_What the exercise asks_. How many of the lines below contain the string "jeans"? Reply with the number alone.

_Given records_.
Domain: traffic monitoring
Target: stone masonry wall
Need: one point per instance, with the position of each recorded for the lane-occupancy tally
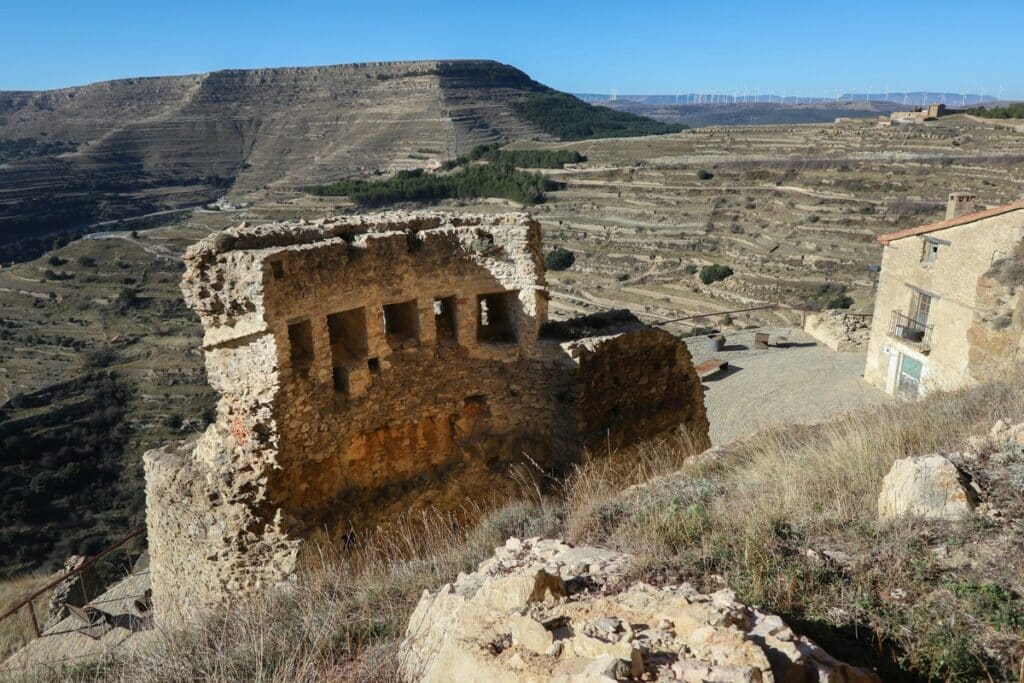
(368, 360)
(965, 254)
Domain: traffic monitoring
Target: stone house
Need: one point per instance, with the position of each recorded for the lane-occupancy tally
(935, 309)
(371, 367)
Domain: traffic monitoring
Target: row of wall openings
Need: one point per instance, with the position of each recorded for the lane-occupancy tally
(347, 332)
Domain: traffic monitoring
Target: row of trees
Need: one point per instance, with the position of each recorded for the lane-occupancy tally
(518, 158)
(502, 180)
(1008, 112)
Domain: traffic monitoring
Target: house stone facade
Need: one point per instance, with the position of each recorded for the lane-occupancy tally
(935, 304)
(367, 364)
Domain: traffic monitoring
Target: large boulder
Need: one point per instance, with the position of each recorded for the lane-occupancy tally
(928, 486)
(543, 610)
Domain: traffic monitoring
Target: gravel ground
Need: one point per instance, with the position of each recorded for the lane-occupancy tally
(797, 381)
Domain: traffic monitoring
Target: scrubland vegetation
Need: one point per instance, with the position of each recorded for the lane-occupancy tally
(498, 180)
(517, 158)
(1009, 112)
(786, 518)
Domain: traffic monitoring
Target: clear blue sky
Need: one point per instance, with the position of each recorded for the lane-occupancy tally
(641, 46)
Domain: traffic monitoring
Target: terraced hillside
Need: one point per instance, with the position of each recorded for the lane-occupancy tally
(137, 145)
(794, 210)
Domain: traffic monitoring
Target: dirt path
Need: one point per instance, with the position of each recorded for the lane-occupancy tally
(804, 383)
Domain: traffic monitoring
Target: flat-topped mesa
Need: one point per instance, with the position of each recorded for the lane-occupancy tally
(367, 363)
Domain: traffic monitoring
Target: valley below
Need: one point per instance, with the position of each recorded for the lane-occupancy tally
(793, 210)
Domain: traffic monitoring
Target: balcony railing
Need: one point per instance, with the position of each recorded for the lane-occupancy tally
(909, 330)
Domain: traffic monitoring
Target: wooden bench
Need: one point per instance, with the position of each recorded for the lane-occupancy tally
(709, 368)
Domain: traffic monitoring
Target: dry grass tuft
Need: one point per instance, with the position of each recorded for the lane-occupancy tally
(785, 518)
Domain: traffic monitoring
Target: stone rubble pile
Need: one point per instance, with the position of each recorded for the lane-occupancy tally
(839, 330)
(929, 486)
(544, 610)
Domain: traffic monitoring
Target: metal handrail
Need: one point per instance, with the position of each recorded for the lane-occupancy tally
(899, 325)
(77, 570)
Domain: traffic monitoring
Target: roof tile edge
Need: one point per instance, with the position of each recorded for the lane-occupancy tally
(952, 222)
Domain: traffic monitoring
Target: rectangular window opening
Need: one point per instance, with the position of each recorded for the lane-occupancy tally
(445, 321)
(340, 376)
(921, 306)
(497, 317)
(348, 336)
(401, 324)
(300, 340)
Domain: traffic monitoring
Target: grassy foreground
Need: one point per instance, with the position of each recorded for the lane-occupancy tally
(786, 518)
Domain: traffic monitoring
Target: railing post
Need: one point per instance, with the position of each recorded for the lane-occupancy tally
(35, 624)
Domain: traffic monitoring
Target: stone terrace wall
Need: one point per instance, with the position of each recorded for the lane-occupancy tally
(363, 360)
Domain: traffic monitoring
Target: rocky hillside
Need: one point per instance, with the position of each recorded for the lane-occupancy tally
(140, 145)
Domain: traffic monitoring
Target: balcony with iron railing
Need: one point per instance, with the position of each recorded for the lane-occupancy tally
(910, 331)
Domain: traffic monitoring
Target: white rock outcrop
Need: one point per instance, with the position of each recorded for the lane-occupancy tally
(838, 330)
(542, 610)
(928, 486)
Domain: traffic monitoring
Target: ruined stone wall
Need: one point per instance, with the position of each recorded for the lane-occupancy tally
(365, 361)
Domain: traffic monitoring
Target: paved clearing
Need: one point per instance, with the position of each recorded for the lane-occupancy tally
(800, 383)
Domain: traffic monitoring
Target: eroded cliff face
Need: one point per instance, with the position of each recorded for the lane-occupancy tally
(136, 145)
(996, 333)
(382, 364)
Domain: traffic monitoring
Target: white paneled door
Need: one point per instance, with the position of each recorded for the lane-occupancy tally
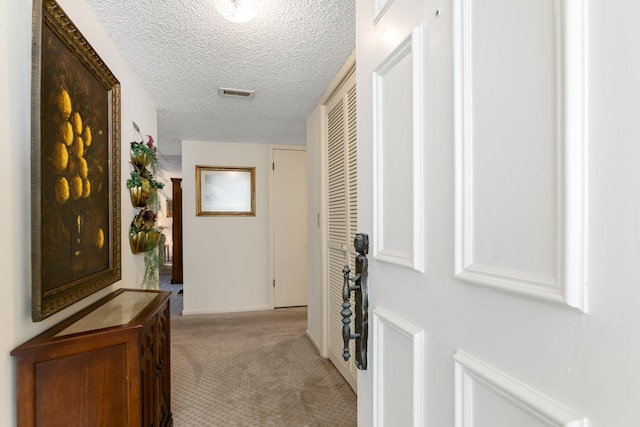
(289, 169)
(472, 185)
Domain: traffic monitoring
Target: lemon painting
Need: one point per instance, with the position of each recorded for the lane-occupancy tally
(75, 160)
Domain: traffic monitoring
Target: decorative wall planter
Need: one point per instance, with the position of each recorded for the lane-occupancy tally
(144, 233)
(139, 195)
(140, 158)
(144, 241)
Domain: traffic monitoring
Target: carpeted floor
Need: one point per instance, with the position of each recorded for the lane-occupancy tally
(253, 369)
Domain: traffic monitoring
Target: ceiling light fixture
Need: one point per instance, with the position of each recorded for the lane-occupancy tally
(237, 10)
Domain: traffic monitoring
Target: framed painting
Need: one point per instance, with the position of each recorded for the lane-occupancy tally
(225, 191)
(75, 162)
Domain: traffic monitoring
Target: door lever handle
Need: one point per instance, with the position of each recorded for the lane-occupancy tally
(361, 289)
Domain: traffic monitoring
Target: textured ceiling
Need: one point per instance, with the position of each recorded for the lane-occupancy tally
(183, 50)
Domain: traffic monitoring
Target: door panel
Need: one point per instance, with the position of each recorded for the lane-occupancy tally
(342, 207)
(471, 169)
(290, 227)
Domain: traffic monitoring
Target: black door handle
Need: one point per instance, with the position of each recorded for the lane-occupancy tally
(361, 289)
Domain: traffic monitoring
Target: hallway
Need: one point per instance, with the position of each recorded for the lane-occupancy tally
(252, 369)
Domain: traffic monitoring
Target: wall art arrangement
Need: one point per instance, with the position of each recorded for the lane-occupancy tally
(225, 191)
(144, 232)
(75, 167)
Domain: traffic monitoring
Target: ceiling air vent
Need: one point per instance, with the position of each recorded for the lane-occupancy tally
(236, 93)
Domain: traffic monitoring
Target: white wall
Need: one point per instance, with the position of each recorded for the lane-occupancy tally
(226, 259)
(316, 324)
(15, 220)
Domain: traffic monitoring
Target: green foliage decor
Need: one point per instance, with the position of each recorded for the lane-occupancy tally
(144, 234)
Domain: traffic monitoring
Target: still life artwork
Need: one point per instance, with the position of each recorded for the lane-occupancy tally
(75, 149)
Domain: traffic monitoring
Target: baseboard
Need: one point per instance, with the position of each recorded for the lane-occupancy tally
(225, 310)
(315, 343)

...

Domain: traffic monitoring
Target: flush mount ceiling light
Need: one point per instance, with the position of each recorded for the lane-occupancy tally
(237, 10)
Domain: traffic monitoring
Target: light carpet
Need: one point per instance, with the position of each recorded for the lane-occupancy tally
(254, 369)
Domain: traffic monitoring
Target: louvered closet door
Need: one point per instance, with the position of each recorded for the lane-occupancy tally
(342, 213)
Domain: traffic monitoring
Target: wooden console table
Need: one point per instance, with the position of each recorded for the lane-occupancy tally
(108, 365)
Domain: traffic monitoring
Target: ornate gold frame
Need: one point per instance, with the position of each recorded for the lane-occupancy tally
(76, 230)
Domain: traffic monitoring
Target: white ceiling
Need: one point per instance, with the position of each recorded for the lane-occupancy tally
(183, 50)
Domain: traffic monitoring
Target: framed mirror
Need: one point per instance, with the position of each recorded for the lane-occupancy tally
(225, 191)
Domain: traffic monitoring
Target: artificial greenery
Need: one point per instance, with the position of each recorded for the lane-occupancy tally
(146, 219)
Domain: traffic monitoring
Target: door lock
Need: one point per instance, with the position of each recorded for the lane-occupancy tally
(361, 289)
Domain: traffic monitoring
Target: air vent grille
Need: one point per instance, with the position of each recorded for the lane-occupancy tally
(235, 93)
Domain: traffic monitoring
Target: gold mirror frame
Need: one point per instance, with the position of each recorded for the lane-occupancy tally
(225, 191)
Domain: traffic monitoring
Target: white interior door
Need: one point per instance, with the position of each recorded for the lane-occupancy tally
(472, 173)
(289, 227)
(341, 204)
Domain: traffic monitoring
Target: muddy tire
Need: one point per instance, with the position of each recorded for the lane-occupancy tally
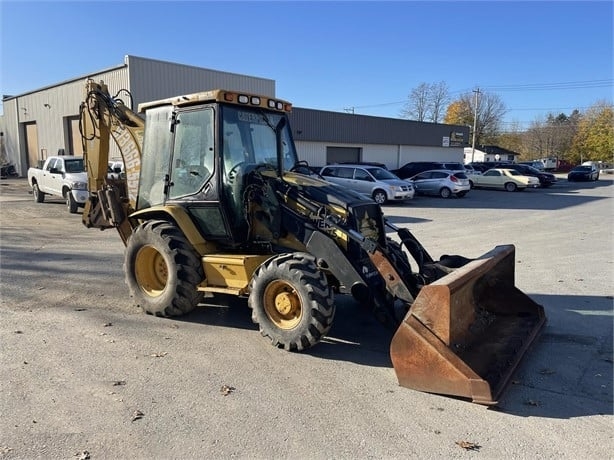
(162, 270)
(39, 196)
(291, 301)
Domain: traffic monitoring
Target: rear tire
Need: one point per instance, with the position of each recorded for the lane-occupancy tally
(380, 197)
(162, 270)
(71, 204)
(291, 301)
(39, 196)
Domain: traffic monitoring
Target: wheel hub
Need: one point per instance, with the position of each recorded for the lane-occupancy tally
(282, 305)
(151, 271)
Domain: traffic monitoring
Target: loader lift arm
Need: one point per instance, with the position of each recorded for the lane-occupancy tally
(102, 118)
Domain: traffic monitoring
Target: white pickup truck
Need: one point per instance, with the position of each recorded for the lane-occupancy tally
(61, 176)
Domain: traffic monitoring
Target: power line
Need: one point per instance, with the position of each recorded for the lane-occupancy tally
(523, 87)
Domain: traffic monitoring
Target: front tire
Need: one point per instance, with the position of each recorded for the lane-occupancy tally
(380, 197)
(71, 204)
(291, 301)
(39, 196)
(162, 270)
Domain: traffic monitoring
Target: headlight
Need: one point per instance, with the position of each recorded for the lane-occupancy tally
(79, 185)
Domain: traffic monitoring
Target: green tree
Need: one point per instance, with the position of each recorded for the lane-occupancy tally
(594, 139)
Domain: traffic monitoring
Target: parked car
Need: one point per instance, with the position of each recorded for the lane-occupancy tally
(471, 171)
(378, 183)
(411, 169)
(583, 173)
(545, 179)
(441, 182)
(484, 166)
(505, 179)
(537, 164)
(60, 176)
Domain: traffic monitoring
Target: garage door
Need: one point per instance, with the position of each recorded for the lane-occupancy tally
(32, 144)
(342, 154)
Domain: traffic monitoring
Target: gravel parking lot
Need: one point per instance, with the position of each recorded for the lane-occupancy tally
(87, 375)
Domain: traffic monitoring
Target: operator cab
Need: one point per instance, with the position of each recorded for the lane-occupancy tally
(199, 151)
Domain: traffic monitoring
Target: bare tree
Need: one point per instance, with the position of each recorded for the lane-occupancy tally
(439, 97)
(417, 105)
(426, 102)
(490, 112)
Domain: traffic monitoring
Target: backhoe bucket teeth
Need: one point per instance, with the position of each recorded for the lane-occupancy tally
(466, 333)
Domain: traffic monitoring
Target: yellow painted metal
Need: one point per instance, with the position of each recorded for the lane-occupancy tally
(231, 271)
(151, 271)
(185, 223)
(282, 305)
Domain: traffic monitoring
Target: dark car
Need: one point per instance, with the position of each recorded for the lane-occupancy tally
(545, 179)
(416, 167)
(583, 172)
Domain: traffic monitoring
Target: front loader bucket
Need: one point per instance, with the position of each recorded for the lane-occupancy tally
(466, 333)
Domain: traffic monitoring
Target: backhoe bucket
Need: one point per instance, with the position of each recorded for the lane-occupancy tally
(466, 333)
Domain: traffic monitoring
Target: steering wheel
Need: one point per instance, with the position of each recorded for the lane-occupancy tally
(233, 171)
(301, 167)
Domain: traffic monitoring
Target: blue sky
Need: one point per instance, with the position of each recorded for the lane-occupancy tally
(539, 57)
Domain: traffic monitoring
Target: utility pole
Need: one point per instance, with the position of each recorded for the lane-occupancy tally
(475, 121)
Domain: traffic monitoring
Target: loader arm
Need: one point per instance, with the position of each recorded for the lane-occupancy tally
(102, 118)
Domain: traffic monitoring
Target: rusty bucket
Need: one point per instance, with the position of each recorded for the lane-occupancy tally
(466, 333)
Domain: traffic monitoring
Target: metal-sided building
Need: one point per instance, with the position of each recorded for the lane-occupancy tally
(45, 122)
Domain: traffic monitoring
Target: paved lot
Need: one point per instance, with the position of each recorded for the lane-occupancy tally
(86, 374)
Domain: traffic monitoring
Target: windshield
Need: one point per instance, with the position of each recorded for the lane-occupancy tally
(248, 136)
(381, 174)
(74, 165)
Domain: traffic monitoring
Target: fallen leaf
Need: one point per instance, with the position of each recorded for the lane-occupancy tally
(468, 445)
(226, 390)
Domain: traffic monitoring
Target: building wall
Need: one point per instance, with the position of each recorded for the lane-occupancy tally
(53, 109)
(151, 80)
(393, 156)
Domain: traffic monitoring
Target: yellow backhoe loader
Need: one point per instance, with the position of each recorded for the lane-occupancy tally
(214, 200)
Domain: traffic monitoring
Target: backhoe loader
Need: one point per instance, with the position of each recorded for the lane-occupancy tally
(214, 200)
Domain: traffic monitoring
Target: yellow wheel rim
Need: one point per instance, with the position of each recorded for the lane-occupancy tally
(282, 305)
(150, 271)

---

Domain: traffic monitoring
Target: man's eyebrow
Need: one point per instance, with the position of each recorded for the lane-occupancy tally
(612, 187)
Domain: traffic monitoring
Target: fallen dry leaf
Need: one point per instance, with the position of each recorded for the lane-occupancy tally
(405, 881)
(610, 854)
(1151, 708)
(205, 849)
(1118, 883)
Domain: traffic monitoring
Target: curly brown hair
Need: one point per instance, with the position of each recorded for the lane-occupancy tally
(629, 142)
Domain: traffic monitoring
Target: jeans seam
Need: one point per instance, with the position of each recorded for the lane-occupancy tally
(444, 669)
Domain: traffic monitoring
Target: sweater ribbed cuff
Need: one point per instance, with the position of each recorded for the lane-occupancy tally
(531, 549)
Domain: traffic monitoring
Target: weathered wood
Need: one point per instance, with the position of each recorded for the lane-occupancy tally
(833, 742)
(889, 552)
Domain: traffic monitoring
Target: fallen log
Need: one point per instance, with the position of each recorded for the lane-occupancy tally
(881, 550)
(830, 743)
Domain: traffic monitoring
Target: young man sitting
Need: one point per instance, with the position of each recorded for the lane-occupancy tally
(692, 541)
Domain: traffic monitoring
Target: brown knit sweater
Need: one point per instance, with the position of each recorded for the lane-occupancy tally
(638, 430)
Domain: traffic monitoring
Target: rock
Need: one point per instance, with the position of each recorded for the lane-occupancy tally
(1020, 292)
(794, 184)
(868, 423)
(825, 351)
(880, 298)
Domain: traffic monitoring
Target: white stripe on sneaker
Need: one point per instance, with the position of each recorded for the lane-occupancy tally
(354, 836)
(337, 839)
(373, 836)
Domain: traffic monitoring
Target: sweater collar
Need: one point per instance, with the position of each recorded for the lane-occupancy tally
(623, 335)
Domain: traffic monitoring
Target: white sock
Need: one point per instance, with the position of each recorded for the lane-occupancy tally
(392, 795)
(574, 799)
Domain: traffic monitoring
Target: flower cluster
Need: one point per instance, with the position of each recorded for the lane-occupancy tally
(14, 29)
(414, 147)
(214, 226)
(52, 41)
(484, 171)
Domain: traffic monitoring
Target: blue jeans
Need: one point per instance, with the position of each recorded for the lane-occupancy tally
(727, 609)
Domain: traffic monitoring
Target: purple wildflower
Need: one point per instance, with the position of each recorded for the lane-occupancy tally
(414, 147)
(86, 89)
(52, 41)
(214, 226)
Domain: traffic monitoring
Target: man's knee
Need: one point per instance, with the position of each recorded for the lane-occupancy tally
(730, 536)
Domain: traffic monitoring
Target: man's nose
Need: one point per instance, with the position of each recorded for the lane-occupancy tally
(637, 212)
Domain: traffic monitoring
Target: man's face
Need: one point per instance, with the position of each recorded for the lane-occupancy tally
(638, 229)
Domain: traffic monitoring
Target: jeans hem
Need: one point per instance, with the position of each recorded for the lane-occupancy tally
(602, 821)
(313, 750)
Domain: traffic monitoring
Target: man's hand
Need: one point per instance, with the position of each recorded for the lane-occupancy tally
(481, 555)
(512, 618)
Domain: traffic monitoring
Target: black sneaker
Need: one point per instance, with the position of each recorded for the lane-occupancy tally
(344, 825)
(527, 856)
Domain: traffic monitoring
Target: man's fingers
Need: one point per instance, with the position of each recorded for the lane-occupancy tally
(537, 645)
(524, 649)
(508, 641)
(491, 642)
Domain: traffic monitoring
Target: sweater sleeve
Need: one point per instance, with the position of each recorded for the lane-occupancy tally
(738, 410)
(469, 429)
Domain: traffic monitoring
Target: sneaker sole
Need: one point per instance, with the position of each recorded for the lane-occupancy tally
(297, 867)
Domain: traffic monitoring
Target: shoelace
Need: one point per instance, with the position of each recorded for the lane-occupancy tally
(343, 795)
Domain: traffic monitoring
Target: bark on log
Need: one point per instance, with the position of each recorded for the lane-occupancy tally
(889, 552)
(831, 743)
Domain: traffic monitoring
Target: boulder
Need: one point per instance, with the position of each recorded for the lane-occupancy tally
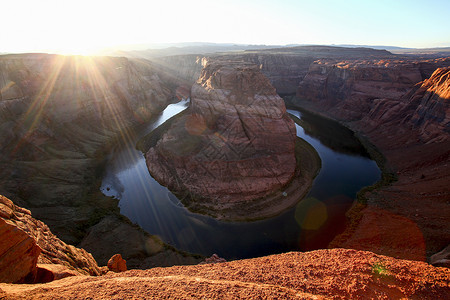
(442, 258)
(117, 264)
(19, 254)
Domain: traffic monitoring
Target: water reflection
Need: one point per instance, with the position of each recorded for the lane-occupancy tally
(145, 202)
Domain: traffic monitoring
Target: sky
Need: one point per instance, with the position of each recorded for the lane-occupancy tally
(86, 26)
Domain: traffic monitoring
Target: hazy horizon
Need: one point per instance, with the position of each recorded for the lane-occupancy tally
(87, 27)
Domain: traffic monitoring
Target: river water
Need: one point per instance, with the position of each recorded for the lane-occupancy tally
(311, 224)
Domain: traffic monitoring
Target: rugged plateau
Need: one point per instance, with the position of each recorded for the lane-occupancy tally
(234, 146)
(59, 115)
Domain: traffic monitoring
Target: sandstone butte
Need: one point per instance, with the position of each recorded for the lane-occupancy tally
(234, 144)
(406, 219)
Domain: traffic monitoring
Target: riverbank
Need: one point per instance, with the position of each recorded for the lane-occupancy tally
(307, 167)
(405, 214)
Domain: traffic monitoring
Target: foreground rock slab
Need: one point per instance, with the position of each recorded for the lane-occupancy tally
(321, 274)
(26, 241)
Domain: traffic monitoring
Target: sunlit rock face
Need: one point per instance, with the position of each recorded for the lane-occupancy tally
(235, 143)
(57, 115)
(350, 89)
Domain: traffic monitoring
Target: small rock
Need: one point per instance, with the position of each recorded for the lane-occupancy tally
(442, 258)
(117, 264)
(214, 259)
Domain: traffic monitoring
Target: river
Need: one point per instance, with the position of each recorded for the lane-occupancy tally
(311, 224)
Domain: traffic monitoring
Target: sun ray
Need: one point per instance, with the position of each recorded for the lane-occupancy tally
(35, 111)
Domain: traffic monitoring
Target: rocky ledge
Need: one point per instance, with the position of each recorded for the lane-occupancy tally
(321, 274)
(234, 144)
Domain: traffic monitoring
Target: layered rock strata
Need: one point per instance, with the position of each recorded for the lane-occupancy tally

_Exercise solution_. 3